### Work to complete
Lay out every line of the listing below as a Markdown table with the columns "Row" and "Text", numbering the rows in order and leaving out blank lines.

-- START OF Records supplied --

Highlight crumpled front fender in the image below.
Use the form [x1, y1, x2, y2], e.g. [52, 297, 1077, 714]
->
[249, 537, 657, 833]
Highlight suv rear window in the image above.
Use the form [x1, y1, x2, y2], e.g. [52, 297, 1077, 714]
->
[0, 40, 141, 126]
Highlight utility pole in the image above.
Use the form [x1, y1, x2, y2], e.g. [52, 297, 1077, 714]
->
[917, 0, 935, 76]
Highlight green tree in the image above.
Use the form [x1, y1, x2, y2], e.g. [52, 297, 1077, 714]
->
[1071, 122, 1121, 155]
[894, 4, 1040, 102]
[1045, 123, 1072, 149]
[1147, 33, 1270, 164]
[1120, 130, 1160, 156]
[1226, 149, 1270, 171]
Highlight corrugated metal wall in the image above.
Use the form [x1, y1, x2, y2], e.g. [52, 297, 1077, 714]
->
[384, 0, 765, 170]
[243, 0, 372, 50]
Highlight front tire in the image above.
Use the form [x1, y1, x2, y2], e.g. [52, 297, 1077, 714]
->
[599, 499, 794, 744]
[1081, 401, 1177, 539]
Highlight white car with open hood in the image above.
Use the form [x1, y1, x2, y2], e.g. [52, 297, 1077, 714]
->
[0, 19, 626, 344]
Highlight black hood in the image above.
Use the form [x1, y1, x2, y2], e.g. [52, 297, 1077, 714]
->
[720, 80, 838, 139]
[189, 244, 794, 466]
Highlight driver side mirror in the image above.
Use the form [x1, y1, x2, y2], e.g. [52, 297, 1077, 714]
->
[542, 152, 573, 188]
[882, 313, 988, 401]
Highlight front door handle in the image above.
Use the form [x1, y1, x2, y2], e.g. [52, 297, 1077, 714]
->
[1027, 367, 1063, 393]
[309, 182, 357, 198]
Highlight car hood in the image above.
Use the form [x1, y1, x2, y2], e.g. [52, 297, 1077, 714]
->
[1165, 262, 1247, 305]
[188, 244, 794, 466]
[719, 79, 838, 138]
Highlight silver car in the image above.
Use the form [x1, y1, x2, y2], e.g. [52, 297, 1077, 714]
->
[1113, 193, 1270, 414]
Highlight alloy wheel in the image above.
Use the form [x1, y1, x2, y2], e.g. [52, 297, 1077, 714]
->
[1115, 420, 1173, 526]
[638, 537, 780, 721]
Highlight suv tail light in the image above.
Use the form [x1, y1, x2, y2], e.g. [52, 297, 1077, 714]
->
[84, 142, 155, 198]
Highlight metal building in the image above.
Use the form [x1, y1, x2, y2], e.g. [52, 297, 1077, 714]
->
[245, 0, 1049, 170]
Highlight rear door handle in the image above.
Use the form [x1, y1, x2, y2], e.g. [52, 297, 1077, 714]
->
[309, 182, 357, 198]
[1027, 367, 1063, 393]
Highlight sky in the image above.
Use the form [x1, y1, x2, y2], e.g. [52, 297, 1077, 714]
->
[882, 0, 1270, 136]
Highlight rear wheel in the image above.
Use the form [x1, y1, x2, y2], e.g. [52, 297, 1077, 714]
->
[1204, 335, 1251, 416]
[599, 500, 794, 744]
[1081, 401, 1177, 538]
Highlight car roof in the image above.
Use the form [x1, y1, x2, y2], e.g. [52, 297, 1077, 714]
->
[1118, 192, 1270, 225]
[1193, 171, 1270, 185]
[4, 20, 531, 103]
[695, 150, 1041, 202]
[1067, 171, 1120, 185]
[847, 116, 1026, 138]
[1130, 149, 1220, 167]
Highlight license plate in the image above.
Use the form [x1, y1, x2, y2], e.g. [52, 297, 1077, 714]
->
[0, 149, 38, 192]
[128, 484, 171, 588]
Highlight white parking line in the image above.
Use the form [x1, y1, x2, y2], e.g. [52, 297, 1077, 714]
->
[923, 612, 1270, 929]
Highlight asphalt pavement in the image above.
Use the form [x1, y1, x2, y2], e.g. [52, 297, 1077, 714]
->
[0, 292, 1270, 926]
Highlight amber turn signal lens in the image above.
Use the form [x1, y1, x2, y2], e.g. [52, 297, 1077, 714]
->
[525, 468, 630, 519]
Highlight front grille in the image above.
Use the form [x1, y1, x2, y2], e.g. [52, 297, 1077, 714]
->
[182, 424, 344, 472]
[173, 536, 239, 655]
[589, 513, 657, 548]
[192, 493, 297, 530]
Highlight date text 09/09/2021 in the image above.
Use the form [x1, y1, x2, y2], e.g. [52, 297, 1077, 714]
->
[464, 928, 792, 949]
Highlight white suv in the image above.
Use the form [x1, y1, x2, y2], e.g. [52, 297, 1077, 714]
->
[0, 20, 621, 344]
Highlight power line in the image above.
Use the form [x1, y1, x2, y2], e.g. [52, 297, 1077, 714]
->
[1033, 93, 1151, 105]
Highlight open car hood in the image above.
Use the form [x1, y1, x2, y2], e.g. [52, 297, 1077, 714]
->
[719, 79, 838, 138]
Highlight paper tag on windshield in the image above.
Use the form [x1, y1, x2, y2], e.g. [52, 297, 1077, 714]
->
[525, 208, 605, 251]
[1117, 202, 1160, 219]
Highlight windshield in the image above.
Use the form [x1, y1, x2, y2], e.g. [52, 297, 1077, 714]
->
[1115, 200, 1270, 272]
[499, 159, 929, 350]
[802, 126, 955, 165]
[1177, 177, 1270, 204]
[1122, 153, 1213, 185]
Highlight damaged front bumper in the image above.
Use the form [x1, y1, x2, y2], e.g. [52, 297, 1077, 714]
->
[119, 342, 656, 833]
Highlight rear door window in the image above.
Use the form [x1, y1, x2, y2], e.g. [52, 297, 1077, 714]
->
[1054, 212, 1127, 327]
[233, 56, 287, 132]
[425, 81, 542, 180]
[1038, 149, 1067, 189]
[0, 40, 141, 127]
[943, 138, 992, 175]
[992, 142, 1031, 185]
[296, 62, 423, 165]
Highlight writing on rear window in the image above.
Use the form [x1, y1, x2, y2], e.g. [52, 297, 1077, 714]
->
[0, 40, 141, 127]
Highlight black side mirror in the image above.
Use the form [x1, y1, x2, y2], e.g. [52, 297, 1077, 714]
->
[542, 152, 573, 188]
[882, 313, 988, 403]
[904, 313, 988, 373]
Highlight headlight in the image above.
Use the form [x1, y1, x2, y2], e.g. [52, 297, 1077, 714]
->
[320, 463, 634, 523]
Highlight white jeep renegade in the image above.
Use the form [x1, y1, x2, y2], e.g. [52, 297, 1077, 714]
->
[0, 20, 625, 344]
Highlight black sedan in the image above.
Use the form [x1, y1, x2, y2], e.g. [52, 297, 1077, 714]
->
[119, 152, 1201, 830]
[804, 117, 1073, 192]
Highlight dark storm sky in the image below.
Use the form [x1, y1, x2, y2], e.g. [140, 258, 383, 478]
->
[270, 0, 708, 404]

-- END OF Records supplied --

### Response below
| Row | Text |
|---|---|
| 1 | Highlight crumpled front fender in the image below. |
| 2 | Use the form [x1, y1, x2, y2], e.g. [52, 297, 1077, 714] |
| 3 | -> |
| 4 | [249, 537, 657, 833] |
| 5 | Highlight suv rear window in the image above. |
| 6 | Use the form [x1, y1, x2, y2], e.g. [52, 297, 1077, 714] |
| 7 | -> |
| 8 | [0, 40, 141, 126] |
| 9 | Highlight utility pole in the image above. |
| 10 | Use the form [x1, y1, x2, y2], e.g. [52, 297, 1077, 714] |
| 11 | -> |
| 12 | [917, 0, 935, 76] |
| 13 | Highlight green tree in the image above. |
| 14 | Use the form [x1, y1, x2, y2], e.g. [52, 297, 1077, 714] |
| 15 | -> |
| 16 | [1071, 122, 1121, 155] |
| 17 | [894, 4, 1040, 102] |
| 18 | [1045, 123, 1072, 149] |
| 19 | [1147, 33, 1270, 164] |
| 20 | [1120, 130, 1160, 156] |
| 21 | [1226, 149, 1270, 171] |
| 22 | Highlight corrugated metal wall in the image above. |
| 23 | Use the form [x1, y1, x2, y2], e.g. [52, 297, 1077, 714] |
| 24 | -> |
| 25 | [384, 0, 765, 170] |
| 26 | [243, 0, 372, 50] |
| 27 | Highlight front tire in the image above. |
| 28 | Use the form [x1, y1, x2, y2], e.g. [52, 297, 1077, 714] |
| 29 | -> |
| 30 | [599, 499, 794, 744] |
| 31 | [1081, 401, 1177, 539] |
| 32 | Highlight white car with open hood in the image above. |
| 33 | Use the form [x1, y1, x2, y2], e.g. [52, 297, 1077, 714] |
| 34 | -> |
| 35 | [0, 19, 626, 344] |
| 36 | Highlight black hood in the image above. |
| 37 | Use the form [x1, y1, x2, y2], e.g. [52, 297, 1077, 714] |
| 38 | -> |
| 39 | [720, 80, 838, 139] |
| 40 | [189, 244, 794, 466] |
| 41 | Highlight driver side mirror in the image above. |
| 42 | Use the form [x1, y1, x2, y2], e.g. [52, 297, 1077, 714] |
| 43 | -> |
| 44 | [542, 152, 573, 188] |
| 45 | [882, 313, 988, 401] |
| 46 | Highlight front door handle in the image above. |
| 47 | Use the form [x1, y1, x2, y2], e.g. [52, 297, 1077, 714] |
| 48 | -> |
| 49 | [1027, 367, 1063, 393] |
| 50 | [309, 182, 357, 198] |
| 51 | Highlight car hood in the image above. |
| 52 | Use the form [x1, y1, x2, y2], e.g. [52, 297, 1077, 714] |
| 53 | -> |
| 54 | [1165, 262, 1247, 305] |
| 55 | [188, 244, 794, 466] |
| 56 | [719, 79, 838, 138] |
| 57 | Highlight silver car in the image above. |
| 58 | Use the form [x1, y1, x2, y2], e.g. [52, 297, 1077, 714] |
| 59 | -> |
| 60 | [1113, 193, 1270, 414] |
| 61 | Highlight alloy wheel in the image above. |
| 62 | Use the form [x1, y1, x2, y2], e.g. [52, 297, 1077, 714] |
| 63 | -> |
| 64 | [1115, 420, 1173, 526] |
| 65 | [638, 537, 780, 721] |
| 66 | Highlight suv tail light in the image above. |
| 67 | Use the form [x1, y1, x2, y2], e.g. [52, 297, 1077, 714] |
| 68 | -> |
| 69 | [84, 142, 155, 198] |
| 70 | Highlight metal building in the image above. |
| 71 | Use the form [x1, y1, x2, y2], e.g. [52, 297, 1077, 714] |
| 72 | -> |
| 73 | [245, 0, 1049, 170] |
| 74 | Highlight rear door handle in the image above. |
| 75 | Use the form [x1, y1, x2, y2], e.g. [52, 297, 1077, 714] |
| 76 | -> |
| 77 | [309, 182, 357, 198] |
| 78 | [1027, 367, 1063, 393] |
| 79 | Highlight sky in the image above. |
| 80 | Use the form [x1, y1, x2, y2], e.g. [52, 297, 1077, 714] |
| 81 | -> |
| 82 | [882, 0, 1270, 136] |
| 83 | Highlight rear wheel in the image above. |
| 84 | Use the form [x1, y1, x2, y2], e.g. [52, 297, 1077, 714] |
| 85 | -> |
| 86 | [1204, 335, 1251, 416] |
| 87 | [599, 500, 794, 744] |
| 88 | [1081, 401, 1177, 538] |
| 89 | Highlight car roof in the image above. |
| 90 | Use the form [x1, y1, x2, y2], e.g. [52, 297, 1077, 714] |
| 91 | -> |
| 92 | [1118, 192, 1270, 225] |
| 93 | [1193, 171, 1270, 185] |
| 94 | [4, 20, 531, 103] |
| 95 | [695, 150, 1041, 202] |
| 96 | [1067, 171, 1120, 185] |
| 97 | [847, 116, 1026, 138] |
| 98 | [1130, 149, 1220, 167] |
| 99 | Highlight license plate in the image above. |
| 100 | Use the form [x1, y1, x2, y2], e.g. [52, 297, 1077, 714] |
| 101 | -> |
| 102 | [0, 149, 38, 192] |
| 103 | [128, 484, 171, 588] |
| 104 | Highlight white parking line in the image above. |
| 105 | Use the form [x1, y1, x2, y2], e.g. [52, 297, 1077, 714] |
| 106 | -> |
| 107 | [923, 612, 1270, 929] |
| 108 | Highlight asphalt pavement in the image above. |
| 109 | Use the form [x1, y1, x2, y2], e.g. [52, 297, 1077, 714] |
| 110 | -> |
| 111 | [0, 292, 1270, 926] |
| 112 | Highlight amber turn signal lens in the image above. |
| 113 | Use the form [x1, y1, x2, y2], e.g. [52, 297, 1077, 714] |
| 114 | -> |
| 115 | [525, 468, 630, 519] |
| 116 | Highlight front grille in the image above. |
| 117 | Use the form [x1, y1, x2, y2], e.g. [52, 297, 1077, 714] |
| 118 | -> |
| 119 | [182, 424, 344, 472] |
| 120 | [173, 536, 239, 655] |
| 121 | [589, 513, 657, 548] |
| 122 | [192, 493, 297, 530] |
| 123 | Highlight date text 09/09/2021 in the image above. |
| 124 | Use the form [x1, y1, x2, y2], e.g. [52, 297, 1077, 714] |
| 125 | -> |
| 126 | [464, 928, 792, 949] |
| 127 | Highlight white suv in the image above. |
| 128 | Use the form [x1, y1, x2, y2], e.g. [52, 297, 1077, 714] |
| 129 | -> |
| 130 | [0, 20, 621, 344] |
| 131 | Highlight power line in the image above. |
| 132 | Use the form [x1, y1, x2, y2], e.g. [52, 297, 1077, 714] |
| 133 | -> |
| 134 | [1033, 93, 1151, 105] |
| 135 | Highlight open car hood in the image above. |
| 136 | Use the form [x1, y1, x2, y2], e.g. [52, 297, 1077, 714] |
| 137 | -> |
| 138 | [719, 79, 838, 138] |
| 139 | Highlight paper tag on windshield in the image above. |
| 140 | Use the form [x1, y1, x2, y2], e.g. [52, 297, 1077, 714] |
| 141 | -> |
| 142 | [525, 208, 605, 251] |
| 143 | [1117, 202, 1160, 219] |
| 144 | Highlight windshield in the image above. |
| 145 | Use the form [x1, y1, x2, y2], e.g. [52, 297, 1077, 714] |
| 146 | -> |
| 147 | [1115, 200, 1270, 272] |
| 148 | [499, 159, 929, 350] |
| 149 | [802, 126, 955, 165] |
| 150 | [1177, 177, 1270, 204] |
| 151 | [1122, 153, 1213, 185] |
| 152 | Highlight damaged front bumper in the image above. |
| 153 | Use the form [x1, y1, x2, y2], e.g. [52, 297, 1077, 714] |
| 154 | -> |
| 155 | [119, 342, 656, 833] |
| 156 | Highlight rear door window in the image above. |
| 157 | Use the form [x1, y1, x2, y2], e.g. [52, 297, 1077, 714] |
| 158 | -> |
| 159 | [1054, 212, 1127, 327] |
| 160 | [233, 56, 287, 132] |
| 161 | [425, 81, 542, 180] |
| 162 | [1038, 149, 1067, 189] |
| 163 | [0, 40, 141, 127] |
| 164 | [943, 138, 992, 175] |
| 165 | [992, 142, 1031, 185] |
| 166 | [296, 62, 423, 165] |
| 167 | Highlight writing on rear window in the image above. |
| 168 | Use the form [x1, y1, x2, y2], e.g. [52, 297, 1077, 714] |
| 169 | -> |
| 170 | [0, 40, 141, 127] |
| 171 | Highlight black side mirror in the image above. |
| 172 | Use the form [x1, y1, x2, y2], e.g. [52, 297, 1077, 714] |
| 173 | -> |
| 174 | [542, 152, 573, 188] |
| 175 | [882, 313, 988, 403] |
| 176 | [904, 313, 988, 373] |
| 177 | Highlight headlight in the image above. |
| 178 | Use the form [x1, y1, x2, y2], e.g. [52, 297, 1077, 714] |
| 179 | -> |
| 180 | [320, 463, 634, 523] |
| 181 | Highlight white jeep renegade in the image above. |
| 182 | Use the form [x1, y1, x2, y2], e.g. [52, 297, 1077, 714] |
| 183 | -> |
| 184 | [0, 20, 625, 344] |
| 185 | Highlight black sedan in the image above. |
| 186 | Use the form [x1, y1, x2, y2], e.g. [52, 297, 1077, 714] |
| 187 | -> |
| 188 | [119, 152, 1201, 830] |
| 189 | [804, 117, 1073, 192] |
| 190 | Highlight dark storm sky in the image below. |
| 191 | Use the form [x1, y1, x2, y2], e.g. [140, 258, 383, 478] |
| 192 | -> |
| 193 | [270, 0, 708, 404] |